## begin
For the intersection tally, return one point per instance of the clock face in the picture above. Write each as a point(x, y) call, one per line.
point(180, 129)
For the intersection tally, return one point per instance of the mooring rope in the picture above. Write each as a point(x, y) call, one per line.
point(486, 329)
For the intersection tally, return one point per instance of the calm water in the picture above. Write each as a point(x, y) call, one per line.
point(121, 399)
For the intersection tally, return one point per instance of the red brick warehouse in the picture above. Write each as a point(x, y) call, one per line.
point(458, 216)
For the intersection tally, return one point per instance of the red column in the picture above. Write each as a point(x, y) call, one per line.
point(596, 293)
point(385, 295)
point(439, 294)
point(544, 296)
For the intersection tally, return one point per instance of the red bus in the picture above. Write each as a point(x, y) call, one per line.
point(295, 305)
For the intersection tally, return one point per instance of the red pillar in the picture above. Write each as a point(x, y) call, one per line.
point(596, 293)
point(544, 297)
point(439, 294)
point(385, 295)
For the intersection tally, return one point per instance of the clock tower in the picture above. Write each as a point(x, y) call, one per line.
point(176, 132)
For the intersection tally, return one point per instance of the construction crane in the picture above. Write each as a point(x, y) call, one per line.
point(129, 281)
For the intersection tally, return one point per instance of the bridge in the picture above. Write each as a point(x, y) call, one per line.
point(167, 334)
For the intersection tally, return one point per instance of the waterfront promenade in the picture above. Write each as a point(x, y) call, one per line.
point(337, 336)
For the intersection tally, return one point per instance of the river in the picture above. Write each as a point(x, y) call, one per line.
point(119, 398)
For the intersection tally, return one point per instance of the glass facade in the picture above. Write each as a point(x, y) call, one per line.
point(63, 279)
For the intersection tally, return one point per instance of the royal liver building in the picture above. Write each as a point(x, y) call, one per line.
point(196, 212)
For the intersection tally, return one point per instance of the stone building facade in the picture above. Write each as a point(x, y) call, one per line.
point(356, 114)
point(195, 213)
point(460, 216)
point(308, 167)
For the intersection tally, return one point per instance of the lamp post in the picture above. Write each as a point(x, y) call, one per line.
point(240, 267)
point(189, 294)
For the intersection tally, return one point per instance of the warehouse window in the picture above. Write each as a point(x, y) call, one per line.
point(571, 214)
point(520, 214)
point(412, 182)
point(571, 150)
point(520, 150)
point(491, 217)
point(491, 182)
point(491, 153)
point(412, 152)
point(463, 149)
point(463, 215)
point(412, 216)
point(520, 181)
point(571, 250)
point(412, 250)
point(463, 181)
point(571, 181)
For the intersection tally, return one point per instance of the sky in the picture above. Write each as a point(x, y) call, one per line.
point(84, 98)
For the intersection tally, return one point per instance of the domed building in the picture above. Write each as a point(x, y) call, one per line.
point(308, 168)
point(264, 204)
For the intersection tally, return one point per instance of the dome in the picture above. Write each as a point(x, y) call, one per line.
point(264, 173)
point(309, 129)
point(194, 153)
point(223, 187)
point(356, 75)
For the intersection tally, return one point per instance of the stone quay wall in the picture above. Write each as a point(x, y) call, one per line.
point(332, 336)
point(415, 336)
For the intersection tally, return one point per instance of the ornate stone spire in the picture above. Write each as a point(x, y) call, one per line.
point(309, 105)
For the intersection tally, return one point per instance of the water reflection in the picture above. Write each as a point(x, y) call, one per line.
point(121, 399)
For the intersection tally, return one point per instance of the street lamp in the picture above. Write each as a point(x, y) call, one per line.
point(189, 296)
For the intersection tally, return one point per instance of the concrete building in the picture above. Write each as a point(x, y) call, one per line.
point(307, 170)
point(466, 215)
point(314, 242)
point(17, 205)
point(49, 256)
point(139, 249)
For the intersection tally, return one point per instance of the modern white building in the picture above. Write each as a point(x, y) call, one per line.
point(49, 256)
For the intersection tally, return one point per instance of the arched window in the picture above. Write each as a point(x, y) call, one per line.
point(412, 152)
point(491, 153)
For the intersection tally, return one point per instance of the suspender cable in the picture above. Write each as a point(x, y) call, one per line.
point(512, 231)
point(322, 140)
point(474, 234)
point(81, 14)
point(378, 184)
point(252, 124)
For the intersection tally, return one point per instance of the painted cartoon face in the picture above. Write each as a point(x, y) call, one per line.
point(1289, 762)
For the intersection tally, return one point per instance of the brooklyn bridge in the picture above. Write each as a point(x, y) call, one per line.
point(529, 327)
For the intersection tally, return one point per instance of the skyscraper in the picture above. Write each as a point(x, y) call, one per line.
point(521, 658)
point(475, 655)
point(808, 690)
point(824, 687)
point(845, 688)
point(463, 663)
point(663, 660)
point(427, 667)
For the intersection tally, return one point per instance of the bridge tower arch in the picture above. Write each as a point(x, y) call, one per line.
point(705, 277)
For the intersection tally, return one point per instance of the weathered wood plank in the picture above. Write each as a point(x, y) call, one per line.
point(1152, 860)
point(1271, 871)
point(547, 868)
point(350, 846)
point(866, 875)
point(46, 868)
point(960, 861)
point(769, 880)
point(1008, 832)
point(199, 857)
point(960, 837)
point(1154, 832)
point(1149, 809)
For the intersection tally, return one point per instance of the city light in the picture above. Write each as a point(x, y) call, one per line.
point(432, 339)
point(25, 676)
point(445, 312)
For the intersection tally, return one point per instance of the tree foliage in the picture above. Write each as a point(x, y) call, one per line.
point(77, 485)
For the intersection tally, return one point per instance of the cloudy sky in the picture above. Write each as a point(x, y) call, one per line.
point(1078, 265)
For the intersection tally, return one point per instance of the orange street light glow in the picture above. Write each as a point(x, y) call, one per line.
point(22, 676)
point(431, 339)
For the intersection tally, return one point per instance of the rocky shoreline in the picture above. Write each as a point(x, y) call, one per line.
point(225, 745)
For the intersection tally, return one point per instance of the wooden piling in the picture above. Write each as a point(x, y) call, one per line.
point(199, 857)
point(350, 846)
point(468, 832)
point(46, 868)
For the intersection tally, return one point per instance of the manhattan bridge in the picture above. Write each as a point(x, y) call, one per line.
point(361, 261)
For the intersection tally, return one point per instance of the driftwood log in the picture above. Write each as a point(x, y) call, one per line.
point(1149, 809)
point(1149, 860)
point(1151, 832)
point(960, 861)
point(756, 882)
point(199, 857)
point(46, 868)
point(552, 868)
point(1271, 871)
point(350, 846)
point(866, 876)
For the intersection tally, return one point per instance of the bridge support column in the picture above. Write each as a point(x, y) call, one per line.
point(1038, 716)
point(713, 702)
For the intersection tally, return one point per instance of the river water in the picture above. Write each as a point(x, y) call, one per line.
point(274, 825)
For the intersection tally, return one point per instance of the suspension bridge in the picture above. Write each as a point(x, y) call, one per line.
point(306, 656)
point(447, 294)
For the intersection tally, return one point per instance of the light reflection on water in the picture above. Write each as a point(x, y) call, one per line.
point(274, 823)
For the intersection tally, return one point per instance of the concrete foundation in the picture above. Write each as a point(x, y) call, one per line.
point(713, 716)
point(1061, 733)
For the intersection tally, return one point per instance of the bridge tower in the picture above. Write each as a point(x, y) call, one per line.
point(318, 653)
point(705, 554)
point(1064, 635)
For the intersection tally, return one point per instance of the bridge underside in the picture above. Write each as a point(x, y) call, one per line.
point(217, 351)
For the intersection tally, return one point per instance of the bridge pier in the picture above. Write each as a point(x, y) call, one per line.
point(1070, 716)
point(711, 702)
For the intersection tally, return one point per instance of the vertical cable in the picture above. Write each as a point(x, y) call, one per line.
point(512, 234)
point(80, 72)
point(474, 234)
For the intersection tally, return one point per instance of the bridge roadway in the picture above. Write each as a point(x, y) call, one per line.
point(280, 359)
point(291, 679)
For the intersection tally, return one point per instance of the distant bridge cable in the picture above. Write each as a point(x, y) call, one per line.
## end
● WHAT NEEDS TO BE DONE
Rewrite all the material above, substituting "crossing count" for every "intersection tally" and leaving everything else as it is.

● THE ANSWER
For the crossing count, return one point per instance of the clock face in the picture above. Write each as a point(x, y) call, one per line.
point(180, 129)
For the crossing count, return one point per instance of the mooring rope in the picture above. Write each as a point(x, y) call, one per line.
point(486, 329)
For the crossing count, return one point per instance of the calm water in the picture above. Write each as a point(x, y) call, one per line.
point(121, 399)
For the crossing count, return one point per instance of the red brick warehouse in the picture above. Write each as a point(x, y) call, one per line.
point(458, 216)
For the crossing count, return one point per instance of the red column in the picture above. Write each as a point(x, y) call, one per line.
point(596, 293)
point(385, 295)
point(439, 294)
point(544, 296)
For the crossing count, return one point per instance of the red bus in the picture above. Write each as a point(x, y) call, one per line.
point(295, 305)
For the crossing count, return one point per instance of the red pillar in the picture above. Write each as a point(x, y) call, one per line.
point(596, 293)
point(544, 297)
point(439, 294)
point(385, 295)
For the crossing count, return one point per instance of the clock tower in the picture above. Write each as a point(x, y) call, one per line.
point(176, 132)
For the crossing count, return one point per instance of the construction crane in the picture above. Write each as a point(x, y) call, one per line.
point(129, 281)
For the crossing count, return one point per instance of the bridge in the picture above. Write each as a point(x, y) call, one per line.
point(167, 334)
For the crossing count, return one point per instance of the waterfront promenade in the picture above. Write each as a point(x, y) call, one per line.
point(337, 336)
For the crossing count, return one point per instance of the river in the picture above. Write each as a point(x, y) call, one per line.
point(119, 398)
For the crossing count, return one point per instance of the glass facade in the picture above. Write each as a point(x, y) call, one per line.
point(63, 279)
For the crossing count, return one point per instance of the royal liver building in the picture above. Write each as a point(x, y) call, one per line.
point(196, 212)
For the crossing count, return one point per instance of the stone building facade in the picture above. Write each as a point(x, y) call, one per line.
point(356, 114)
point(195, 213)
point(460, 216)
point(308, 167)
For the crossing count, return one point per instance of the lamp post in the picture above. Write each as a point(x, y) call, one per line.
point(240, 267)
point(189, 294)
For the crossing count, return one point per instance of the warehouse window in the picture above. Write each as a point(x, y) call, one per line.
point(571, 214)
point(520, 214)
point(412, 182)
point(571, 150)
point(520, 150)
point(491, 217)
point(491, 182)
point(491, 153)
point(412, 152)
point(463, 149)
point(463, 215)
point(412, 216)
point(520, 181)
point(571, 250)
point(412, 250)
point(463, 181)
point(571, 181)
For the crossing count, return one point per instance of the sky in the picture above. Write each as a point(x, y) call, one per line.
point(84, 98)
For the crossing count, return one point per instance of the domed building in the picture above. Write each as a point(x, y) call, one per line.
point(308, 168)
point(264, 204)
For the crossing count, return one point per instance of the dome in the picture above. Write each as a point(x, y) call, one per line.
point(264, 173)
point(309, 129)
point(194, 153)
point(223, 187)
point(356, 75)
For the crossing count, return one point per instance of the stone quay wall in the picture above. Write each as a point(x, y) call, one per line.
point(332, 336)
point(415, 336)
For the crossing count, return one point per instance of the ornate stone spire in the picture above. Write each as a point(x, y) call, one per line.
point(309, 105)
For the crossing count, return one point per instance of the water reflection in the picture above. Write each as a point(x, y) call, one per line.
point(121, 399)
For the crossing count, return one point per instance of the street lamp in the picture above. Write each as a point(x, y) call, one per line.
point(189, 296)
For the crossing count, return one point per instance of the concrete building in the picture above. Write each as a point(x, y) call, one per line.
point(307, 170)
point(466, 215)
point(314, 242)
point(17, 205)
point(49, 256)
point(139, 249)
For the crossing count, return one point per instance of the modern white building in the picture above. Write each as a point(x, y) call, one per line.
point(49, 256)
For the crossing count, return one point per instance of the arched window in the picture above. Write each as a point(x, y) call, one per line.
point(412, 152)
point(491, 153)
For the crossing count, return one point per instance of the suspender cable in the picture above. Write each as a point(x, y) call, one per line.
point(512, 231)
point(322, 140)
point(474, 234)
point(81, 14)
point(378, 184)
point(252, 124)
For the crossing count, return one point per instance of the painted cartoon face in the picture above. Write each as a point(x, y) call, one per line.
point(1289, 762)
For the crossing count, return one point per instance of the brooklyn bridge in the picture above. Write each as a point(x, y) call, one per line.
point(529, 327)
For the crossing count, return one point per instance of the skyscraper in the picture above. Write each as a point(x, y) call, one per line.
point(521, 658)
point(475, 655)
point(808, 690)
point(824, 687)
point(845, 688)
point(463, 663)
point(663, 660)
point(427, 667)
For the crossing count, return one point per instance of the bridge tower arch in the picture above. Write each as a point(x, y) call, one per line.
point(705, 277)
For the crossing count, return one point per instance of the weathered wood plank in the picture above. Write each as a point(x, y) call, one per line.
point(1152, 860)
point(1271, 871)
point(547, 868)
point(350, 846)
point(866, 875)
point(46, 868)
point(960, 861)
point(769, 880)
point(1008, 832)
point(199, 857)
point(960, 837)
point(1154, 832)
point(1149, 809)
For the crossing count, return one point per instance of the city light in the picture above. Write each as a point(x, y) call, one per line.
point(432, 339)
point(25, 676)
point(445, 312)
For the crossing count, return one point per instance of the tree foliage in the picture above. Write each as a point(x, y) call, one per line.
point(77, 485)
For the crossing count, return one point per instance of the cloudy sky in the picture above. Write each as a point(x, y) call, one per line.
point(1078, 265)
For the crossing count, return one point per instance of the orange street light glow in the picture above. Write each as a point(x, y) call, one per line.
point(22, 676)
point(431, 339)
For the crossing count, return one point per instance of the rocky shoreline in the picture above. Write each as a point(x, y) call, one per line.
point(225, 745)
For the crossing count, return one point per instance of the wooden piling in the picture above. Write each as a point(x, y) call, one per line.
point(199, 857)
point(350, 846)
point(468, 832)
point(46, 868)
For the crossing count, return one point per instance of the manhattan bridge in the picture above. Write each as a point(x, y) call, one per line.
point(361, 261)
For the crossing count, return one point per instance of the driftwood log in the picture above. Write each as a point(x, y) call, one per line.
point(1149, 809)
point(1149, 860)
point(1151, 832)
point(960, 861)
point(756, 882)
point(199, 857)
point(46, 868)
point(552, 868)
point(1271, 871)
point(350, 846)
point(866, 876)
For the crossing count, return one point per instance of the bridge support column in the picture above. Write each as a point(x, y) call, one per line.
point(1038, 716)
point(713, 702)
For the crossing count, return one point per instance of the river water in the picture above. Write each as a point(x, y) call, one per line.
point(274, 825)
For the crossing count, return one point per instance of the suspension bridge in the picture above. Write each as a point(x, y) call, one per line.
point(306, 656)
point(447, 294)
For the crossing count, return one point per instance of the light reflection on water in the picture above. Write each as a point(x, y) call, one per line.
point(274, 823)
For the crossing count, return one point per instance of the concrete foundation in the picture above. Write each as a point(x, y) call, one per line.
point(713, 716)
point(1061, 733)
For the crossing count, return one point per instance of the bridge tower in the picture above. Write each as a point(x, y) call, one per line.
point(318, 653)
point(705, 554)
point(1064, 635)
For the crossing count, return one point per instance of the bridge underside in the picture above. Write each as a point(x, y) call, one per line.
point(217, 351)
For the crossing count, return one point per instance of the bridge pier in the picture above. Write each as a point(x, y) call, one per line.
point(1070, 716)
point(711, 702)
For the crossing count, return one point per instance of the vertical cable in the picture above. Write each as a point(x, y) call, one per line.
point(512, 234)
point(80, 72)
point(474, 234)
For the crossing count, return one point per instance of the bridge roadway in the picture above. Write each as a point(x, y) call, one per line.
point(280, 359)
point(291, 679)
For the crossing count, return one point per instance of the distant bridge cable in the picture above. Write each as a point(x, y) call, one per line.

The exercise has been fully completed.